### Description of the task
Can you arrange the listing below as a two-column CSV headed label_text and points, giving every text in the listing its own row beside its answer? Put each value in one quoted field with line breaks turned into spaces, cover the whole listing, and leave out the pictures.

[Point annotations for photos]
-------------------------
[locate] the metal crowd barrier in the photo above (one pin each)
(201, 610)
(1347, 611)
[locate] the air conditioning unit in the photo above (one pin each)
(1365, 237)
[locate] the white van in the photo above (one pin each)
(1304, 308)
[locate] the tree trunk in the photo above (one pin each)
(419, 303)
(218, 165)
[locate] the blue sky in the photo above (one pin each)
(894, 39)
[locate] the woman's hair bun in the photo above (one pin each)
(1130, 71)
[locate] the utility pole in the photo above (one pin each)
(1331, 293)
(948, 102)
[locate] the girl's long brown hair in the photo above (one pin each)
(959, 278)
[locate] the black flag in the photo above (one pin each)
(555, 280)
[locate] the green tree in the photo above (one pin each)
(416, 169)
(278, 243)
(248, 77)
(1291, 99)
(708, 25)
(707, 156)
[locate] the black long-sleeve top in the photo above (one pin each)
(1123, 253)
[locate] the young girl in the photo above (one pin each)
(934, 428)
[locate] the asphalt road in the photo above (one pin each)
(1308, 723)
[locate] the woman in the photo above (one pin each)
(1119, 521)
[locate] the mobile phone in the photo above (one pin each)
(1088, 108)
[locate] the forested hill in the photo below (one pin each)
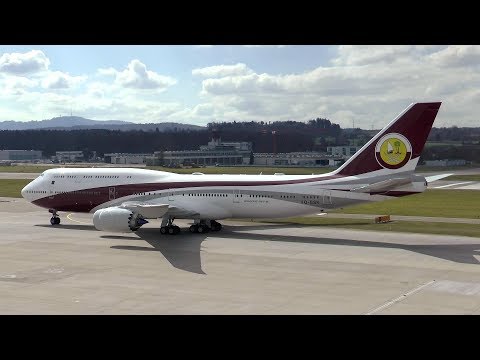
(278, 137)
(76, 122)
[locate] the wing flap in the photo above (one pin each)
(384, 185)
(148, 211)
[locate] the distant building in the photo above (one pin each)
(445, 162)
(122, 158)
(215, 152)
(20, 155)
(68, 156)
(296, 159)
(345, 151)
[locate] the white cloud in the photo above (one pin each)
(107, 71)
(367, 84)
(265, 46)
(457, 55)
(59, 80)
(24, 63)
(137, 76)
(222, 70)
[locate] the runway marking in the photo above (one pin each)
(80, 222)
(400, 298)
(462, 183)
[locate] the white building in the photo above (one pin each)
(68, 156)
(20, 155)
(296, 159)
(122, 158)
(215, 152)
(445, 162)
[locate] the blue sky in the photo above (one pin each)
(199, 84)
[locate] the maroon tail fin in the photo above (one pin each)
(398, 145)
-------------------------
### Complete response
label_text,points
"[locate] the metal crowd barrier in the photo above (one pin each)","(201, 610) (1347, 611)"
"[locate] the air conditioning unit in the photo above (one pin each)","(1365, 237)"
"[locate] the white van in the photo above (one pin each)","(1304, 308)"
"[locate] the tree trunk in the photo above (one pin each)","(419, 303) (218, 165)"
"[locate] the blue sky in the photo above (one pin each)","(894, 39)"
"[locate] the woman's hair bun in the photo above (one pin each)","(1130, 71)"
"[locate] the utility pole in the photo above (one pin each)","(1331, 293) (948, 102)"
"[locate] the girl's long brown hair in the photo above (one pin each)","(959, 278)"
"[locate] the black flag in the photo above (one pin each)","(555, 280)"
"[locate] the green tree in the photo above (one pin each)","(416, 169) (278, 243) (248, 77) (1291, 99) (708, 25) (707, 156)"
"[locate] the black long-sleeve top in the photo above (one pin each)","(1123, 253)"
"[locate] the young girl in the photo above (one pin each)","(934, 428)"
"[locate] the asphalt road in the photo above (one pin each)","(1308, 723)"
"[locate] the woman in the photo above (one pin each)","(1119, 521)"
"[locate] the mobile phone in the photo above (one pin each)","(1088, 108)"
"[locate] the forested hill in the photo below (one pin each)","(278, 137) (76, 122)"
"[locate] the wing flap in the photo above (one pin each)","(384, 185) (148, 211)"
"[locate] the distant building in the photo above (one pin each)","(445, 162) (122, 158) (215, 152) (20, 155) (68, 156) (296, 159) (345, 151)"
"[locate] the white cloud in the photo above (one pin each)","(107, 71) (367, 84) (265, 46) (457, 55) (59, 80) (24, 63) (137, 76) (222, 70)"
"[locate] the runway marking in the photo above (one pin each)","(80, 222) (400, 298) (462, 183)"
"[locate] the white building in the photo above (one pin each)","(68, 156) (20, 155) (296, 159) (122, 158) (215, 152) (445, 162)"
"[locate] the blue sky in the photo above (one pin each)","(199, 84)"
"[locate] the maroon tail fin in the photo above (one pin each)","(398, 145)"